Mengapa Memilih Marhaenisme

Persoalan berikutnya adalah mengapa sampai terjadi kesimpulan tersebut ? dengan kata lain; mengapa mesti lahir Marhaenisme, demikian pula mengapa pula kita memilihnya?

Pada proses dialektika seperti disebutkan di depan, maka rakyat berada pada elemen perubahan karena ia (rakyat) jelas merupakan bagian masyarakat yang menderita akibat satu sistem/stelsel yang dipertahankan oleh elemen establishment. Proses perubahan tersebut adalah sudah menjadi keharusan sejarah dan merupakan hukum alam, dan mesti terjadi. Karena setiap Marhaenis menghendaki perbaikan nasib rakyat, maka ia pasti berpihak kepada rakyat, berpihak kepada perubahan, karena perubahan yang terjadi adalah satu proses yang menuju kepada perbaikan nasib rakyat. Ketika Bung Karno dengan pisau analisanya mencoba meneelaah keadaan yang terjadi atas bangsanya dan dilihatnya elemen establishment (kolonialisme Belanda) dan elemen perubahan (Marhaen yang menderita) maka tercetuslah ajaran ajarannya yang menghendaki perubahan dengan jalan “merdeka sekarang juga”. Dengan kemerdekaan nasional (sebagai jembatan emas) akan diperbaikilah nasib Marhaen yang menderita.

Maka boleh disimpulkan; karena adanya kolonialisme Belanda dan karena adanya Marhaen yang menderita dan atas kemampuan Bung Karno, lahirlah “MARHAENISME” sebagai teori politik dan teori perjuangan yang menghendaki perubahan-perubahan menuju perbaikan nasib Marhaen.

Persoalan berikutnya adalah merupakan hal yang penting bagi kita. Mengapa kita memilih Marhaenisme sebagai anutan? Menjawab pertanyaan tersebut maka terlebih dahulu kita menjawab permasalahan berikut, yakni :

Apakah proses perubahan/dialektika itu masih akan terjadi ?

• _Petunjuk Tugas_
- 1) Dalam teks tentang Marhaenisme, apa yang disebut sebagai jembatan emas?
- 2) Kembalikan bagian teks tentang Marhaenisme mulai dari "Persoalan berikutnya adalah mengapa" sampai dengan "pula kita memilihnya?" tanpa perubahan apa pun.
Data ini merupakan bahan tersendiri yang terpisah dari teks bacaan.

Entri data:
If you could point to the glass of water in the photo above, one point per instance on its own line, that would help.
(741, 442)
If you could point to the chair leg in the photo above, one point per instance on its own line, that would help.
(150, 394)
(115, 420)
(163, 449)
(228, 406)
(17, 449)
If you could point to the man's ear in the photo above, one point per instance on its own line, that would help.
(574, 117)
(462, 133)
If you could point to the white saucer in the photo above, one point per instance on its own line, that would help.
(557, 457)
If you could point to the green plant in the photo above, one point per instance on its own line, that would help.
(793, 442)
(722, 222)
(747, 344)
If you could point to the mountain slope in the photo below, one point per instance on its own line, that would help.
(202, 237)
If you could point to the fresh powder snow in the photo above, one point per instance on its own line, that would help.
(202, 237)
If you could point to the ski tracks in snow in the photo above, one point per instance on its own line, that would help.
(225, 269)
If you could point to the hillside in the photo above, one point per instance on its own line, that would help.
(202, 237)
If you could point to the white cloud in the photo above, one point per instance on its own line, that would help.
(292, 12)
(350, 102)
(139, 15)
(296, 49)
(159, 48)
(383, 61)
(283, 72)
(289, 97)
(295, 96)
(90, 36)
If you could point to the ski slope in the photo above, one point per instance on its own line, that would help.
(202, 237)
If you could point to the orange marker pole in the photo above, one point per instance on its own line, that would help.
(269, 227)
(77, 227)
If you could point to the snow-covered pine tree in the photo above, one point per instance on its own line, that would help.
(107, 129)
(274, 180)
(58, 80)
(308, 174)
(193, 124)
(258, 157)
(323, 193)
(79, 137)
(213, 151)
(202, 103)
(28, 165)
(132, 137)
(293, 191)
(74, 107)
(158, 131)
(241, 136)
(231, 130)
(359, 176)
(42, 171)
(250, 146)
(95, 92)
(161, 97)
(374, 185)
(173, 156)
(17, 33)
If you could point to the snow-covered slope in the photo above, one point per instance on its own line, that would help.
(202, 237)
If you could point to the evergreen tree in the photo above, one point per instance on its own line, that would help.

• _Hasil Jawaban_
- 1) Kemerdekaan nasional.

- 2)
Persoalan berikutnya adalah mengapa sampai terjadi kesimpulan tersebut ? dengan kata lain; mengapa mesti lahir Marhaenisme, demikian pula mengapa pula kita memilihnya?